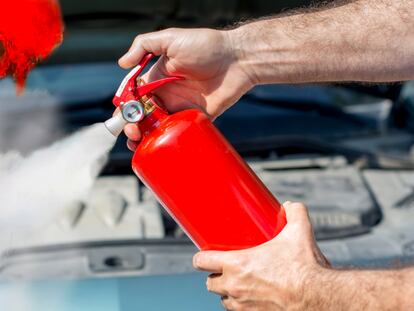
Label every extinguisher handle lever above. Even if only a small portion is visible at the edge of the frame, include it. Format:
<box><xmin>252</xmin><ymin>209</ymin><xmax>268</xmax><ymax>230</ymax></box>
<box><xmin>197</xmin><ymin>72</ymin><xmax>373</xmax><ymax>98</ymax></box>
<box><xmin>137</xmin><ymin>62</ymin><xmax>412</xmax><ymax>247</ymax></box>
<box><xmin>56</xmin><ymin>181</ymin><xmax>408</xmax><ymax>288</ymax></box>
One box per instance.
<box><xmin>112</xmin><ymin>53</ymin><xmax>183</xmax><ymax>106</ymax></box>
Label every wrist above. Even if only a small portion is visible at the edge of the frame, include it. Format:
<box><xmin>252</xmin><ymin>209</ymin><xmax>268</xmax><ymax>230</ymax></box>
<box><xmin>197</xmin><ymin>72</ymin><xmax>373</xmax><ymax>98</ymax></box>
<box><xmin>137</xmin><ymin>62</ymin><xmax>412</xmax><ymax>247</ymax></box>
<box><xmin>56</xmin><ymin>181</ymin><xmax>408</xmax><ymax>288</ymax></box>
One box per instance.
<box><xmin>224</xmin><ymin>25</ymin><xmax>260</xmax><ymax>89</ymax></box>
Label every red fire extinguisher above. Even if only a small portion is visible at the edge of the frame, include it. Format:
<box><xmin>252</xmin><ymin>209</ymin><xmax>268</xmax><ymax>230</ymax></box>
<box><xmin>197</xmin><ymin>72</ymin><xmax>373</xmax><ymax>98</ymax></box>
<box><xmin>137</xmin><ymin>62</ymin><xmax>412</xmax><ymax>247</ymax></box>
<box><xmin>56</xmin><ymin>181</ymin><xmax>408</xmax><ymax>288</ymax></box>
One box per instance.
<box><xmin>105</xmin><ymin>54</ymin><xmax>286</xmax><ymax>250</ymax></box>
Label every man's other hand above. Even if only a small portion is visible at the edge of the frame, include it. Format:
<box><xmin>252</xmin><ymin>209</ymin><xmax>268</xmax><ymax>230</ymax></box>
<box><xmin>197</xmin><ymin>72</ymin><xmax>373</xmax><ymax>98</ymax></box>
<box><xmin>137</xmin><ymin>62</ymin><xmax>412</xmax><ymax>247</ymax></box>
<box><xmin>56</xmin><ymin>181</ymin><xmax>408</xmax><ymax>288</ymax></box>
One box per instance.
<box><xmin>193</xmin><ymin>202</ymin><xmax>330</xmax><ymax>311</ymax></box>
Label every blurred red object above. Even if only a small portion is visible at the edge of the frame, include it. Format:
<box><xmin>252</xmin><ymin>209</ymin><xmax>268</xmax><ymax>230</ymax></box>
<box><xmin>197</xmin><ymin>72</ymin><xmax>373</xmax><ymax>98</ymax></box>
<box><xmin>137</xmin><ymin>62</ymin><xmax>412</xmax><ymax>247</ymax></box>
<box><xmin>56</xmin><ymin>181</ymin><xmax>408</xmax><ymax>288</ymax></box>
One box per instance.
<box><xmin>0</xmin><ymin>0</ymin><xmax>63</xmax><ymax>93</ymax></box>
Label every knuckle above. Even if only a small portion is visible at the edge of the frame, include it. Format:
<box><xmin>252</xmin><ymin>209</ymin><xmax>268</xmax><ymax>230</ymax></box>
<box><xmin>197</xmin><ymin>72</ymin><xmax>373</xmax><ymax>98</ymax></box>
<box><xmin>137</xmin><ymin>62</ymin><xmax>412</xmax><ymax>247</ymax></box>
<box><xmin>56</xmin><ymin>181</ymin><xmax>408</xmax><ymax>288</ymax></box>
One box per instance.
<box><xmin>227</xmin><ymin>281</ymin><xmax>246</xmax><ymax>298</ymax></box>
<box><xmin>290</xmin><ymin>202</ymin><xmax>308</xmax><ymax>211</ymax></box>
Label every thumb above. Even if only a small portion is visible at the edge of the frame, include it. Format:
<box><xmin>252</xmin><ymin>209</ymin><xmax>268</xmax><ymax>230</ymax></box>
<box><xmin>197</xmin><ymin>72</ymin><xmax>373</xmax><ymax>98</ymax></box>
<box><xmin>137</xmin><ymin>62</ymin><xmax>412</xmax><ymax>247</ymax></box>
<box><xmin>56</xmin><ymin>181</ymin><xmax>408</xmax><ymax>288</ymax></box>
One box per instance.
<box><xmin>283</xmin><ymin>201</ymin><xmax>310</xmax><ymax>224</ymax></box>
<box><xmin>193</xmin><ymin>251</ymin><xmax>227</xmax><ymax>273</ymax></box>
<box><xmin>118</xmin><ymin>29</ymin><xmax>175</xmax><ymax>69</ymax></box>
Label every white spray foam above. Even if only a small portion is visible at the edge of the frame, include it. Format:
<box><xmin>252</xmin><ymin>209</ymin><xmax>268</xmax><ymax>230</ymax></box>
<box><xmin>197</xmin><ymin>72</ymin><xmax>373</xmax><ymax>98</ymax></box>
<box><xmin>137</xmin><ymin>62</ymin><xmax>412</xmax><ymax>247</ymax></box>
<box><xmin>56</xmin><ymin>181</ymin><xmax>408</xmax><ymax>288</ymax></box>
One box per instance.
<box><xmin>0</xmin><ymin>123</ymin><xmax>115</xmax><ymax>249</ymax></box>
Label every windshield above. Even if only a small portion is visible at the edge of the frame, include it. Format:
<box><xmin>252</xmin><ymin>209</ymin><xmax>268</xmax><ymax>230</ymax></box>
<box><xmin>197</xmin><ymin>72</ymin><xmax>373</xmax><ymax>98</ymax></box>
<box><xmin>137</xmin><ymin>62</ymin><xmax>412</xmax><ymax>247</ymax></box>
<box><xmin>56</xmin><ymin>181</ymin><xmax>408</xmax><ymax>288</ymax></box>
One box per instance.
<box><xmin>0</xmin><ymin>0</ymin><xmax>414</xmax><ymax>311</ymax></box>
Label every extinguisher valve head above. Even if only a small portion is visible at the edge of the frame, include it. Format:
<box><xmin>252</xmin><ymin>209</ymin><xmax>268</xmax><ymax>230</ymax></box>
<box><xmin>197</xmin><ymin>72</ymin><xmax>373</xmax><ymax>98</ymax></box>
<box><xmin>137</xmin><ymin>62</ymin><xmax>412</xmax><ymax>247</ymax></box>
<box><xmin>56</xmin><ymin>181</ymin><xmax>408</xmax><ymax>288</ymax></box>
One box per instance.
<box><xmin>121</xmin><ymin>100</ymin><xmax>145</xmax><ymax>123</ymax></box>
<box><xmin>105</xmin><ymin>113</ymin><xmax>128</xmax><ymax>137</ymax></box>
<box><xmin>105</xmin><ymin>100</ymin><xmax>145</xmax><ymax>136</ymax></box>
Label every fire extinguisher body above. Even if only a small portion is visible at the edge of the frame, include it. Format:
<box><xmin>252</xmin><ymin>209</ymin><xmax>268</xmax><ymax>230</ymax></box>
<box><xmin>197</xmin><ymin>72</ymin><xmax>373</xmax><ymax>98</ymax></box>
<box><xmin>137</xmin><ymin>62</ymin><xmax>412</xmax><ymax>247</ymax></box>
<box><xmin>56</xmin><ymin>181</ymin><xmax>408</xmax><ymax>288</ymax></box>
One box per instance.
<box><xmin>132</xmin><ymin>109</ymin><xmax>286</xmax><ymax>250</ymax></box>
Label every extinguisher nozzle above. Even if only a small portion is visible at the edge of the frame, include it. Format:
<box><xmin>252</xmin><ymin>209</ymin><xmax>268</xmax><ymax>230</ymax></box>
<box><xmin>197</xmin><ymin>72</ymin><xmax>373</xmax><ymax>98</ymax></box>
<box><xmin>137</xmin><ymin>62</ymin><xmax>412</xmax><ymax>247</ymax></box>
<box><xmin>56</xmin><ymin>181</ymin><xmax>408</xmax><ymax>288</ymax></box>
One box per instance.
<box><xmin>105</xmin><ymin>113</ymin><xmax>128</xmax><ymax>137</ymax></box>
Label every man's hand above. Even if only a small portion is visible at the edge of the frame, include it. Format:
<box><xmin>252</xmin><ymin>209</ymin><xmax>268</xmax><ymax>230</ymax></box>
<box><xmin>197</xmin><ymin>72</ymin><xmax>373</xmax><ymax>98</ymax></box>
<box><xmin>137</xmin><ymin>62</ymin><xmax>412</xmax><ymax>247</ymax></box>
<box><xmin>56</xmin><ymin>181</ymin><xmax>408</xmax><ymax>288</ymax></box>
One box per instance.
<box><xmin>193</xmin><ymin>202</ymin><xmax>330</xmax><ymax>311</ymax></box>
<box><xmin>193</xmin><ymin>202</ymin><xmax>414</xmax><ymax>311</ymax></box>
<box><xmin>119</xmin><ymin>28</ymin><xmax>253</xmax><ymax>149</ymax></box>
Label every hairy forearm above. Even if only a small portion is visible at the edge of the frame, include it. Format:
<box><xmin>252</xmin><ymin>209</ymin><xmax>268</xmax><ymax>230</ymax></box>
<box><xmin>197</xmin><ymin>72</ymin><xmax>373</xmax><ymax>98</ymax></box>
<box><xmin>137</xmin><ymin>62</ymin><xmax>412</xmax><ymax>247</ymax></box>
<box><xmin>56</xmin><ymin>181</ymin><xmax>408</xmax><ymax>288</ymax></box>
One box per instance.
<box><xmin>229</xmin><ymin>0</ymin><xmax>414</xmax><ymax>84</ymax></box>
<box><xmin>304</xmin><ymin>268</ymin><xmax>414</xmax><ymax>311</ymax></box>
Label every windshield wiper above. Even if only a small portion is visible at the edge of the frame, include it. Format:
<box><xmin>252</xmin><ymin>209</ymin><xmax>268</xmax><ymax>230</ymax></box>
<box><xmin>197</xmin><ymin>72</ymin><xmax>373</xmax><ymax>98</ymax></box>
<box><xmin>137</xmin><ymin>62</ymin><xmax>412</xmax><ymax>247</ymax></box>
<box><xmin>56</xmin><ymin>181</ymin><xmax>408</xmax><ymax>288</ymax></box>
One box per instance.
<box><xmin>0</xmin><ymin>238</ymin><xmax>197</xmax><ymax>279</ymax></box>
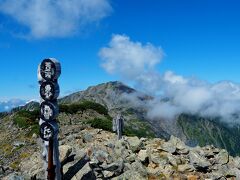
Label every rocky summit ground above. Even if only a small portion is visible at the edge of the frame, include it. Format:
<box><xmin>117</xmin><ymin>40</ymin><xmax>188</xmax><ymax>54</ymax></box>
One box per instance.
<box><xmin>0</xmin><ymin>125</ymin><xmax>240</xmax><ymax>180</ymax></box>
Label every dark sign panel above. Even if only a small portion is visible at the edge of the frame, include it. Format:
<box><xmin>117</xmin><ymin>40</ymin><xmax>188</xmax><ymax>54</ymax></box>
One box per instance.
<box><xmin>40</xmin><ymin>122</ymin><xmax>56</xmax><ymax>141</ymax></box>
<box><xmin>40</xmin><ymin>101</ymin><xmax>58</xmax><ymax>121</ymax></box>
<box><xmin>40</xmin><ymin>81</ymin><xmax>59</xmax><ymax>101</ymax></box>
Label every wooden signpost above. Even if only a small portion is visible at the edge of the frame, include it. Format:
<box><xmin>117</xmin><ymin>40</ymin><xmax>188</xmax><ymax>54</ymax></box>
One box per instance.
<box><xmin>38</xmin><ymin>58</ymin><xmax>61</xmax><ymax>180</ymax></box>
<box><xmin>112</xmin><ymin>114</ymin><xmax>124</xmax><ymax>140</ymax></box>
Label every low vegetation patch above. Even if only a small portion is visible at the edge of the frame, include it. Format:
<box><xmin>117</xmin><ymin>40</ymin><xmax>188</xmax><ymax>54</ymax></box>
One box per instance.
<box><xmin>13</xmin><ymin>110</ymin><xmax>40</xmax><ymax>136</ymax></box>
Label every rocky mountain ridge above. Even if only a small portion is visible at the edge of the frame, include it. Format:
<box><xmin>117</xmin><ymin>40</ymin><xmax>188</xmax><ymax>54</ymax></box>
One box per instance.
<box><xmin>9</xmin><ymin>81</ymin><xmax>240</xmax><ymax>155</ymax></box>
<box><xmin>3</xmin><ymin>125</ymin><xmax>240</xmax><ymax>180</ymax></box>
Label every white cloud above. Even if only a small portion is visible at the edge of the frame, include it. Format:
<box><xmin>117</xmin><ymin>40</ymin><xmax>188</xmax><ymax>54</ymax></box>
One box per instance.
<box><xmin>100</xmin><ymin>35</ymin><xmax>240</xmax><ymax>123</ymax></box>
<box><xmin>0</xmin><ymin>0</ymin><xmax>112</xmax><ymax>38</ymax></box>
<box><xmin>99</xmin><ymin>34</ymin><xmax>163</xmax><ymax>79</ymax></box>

- - - - - - -

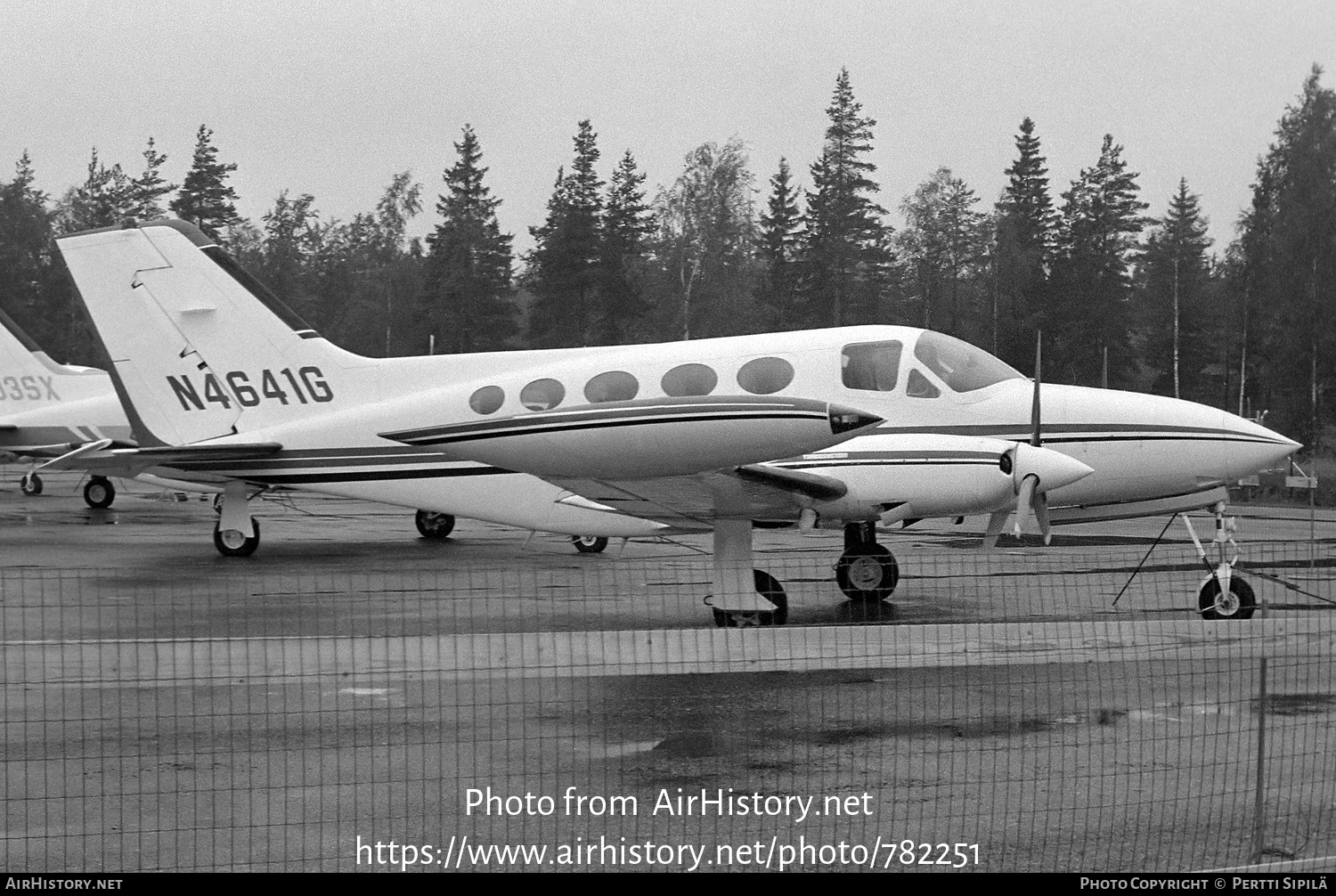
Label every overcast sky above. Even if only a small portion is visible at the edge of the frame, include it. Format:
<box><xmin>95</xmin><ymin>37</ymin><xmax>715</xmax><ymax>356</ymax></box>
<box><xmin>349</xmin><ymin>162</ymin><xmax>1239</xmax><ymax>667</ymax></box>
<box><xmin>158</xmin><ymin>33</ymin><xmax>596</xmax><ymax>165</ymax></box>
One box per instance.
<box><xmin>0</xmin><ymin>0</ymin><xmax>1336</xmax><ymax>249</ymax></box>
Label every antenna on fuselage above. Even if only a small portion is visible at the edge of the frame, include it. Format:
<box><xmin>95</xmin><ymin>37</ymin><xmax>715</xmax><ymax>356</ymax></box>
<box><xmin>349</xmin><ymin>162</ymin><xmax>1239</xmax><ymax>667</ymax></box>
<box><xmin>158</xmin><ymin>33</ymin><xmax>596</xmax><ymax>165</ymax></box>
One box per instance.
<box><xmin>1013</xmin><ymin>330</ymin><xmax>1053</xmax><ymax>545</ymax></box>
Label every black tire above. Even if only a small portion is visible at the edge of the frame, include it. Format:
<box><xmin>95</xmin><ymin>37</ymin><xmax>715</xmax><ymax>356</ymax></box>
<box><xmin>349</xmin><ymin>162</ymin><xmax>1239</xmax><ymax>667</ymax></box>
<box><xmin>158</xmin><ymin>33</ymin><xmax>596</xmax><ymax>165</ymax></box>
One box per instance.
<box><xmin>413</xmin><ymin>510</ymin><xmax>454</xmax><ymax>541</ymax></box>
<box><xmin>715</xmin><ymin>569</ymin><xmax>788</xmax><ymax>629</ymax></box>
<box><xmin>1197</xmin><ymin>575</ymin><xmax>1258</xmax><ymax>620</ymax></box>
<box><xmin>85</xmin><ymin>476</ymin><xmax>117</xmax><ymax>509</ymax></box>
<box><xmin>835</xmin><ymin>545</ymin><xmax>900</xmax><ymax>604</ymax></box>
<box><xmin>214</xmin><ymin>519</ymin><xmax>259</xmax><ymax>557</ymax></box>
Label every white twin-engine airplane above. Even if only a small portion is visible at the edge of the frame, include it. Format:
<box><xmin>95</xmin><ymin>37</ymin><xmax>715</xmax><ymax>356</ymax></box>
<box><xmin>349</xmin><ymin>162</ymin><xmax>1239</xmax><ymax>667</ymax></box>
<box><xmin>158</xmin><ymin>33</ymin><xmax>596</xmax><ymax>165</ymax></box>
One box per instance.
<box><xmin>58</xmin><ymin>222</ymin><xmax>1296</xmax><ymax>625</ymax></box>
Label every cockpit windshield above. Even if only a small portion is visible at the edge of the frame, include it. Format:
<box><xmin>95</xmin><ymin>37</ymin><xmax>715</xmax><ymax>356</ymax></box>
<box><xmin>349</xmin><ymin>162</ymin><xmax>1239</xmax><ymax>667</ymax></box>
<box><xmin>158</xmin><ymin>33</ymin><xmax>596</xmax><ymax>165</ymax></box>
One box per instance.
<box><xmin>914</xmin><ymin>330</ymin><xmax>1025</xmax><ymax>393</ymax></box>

- - - - - - -

● **Exercise description**
Return each line of the data above that contains the word "windshield", copied unchanged.

● **Solution below**
Label every windshield above. Even if only a small portion is visible at the edge of the frame, include it. Format:
Label every windshield wiper above. Even if only a small portion is visible at the edge of the frame, include it. Format:
Label every cockpit windshield above. Even if only a small portion is visible at the edge of the frame, include it. Format:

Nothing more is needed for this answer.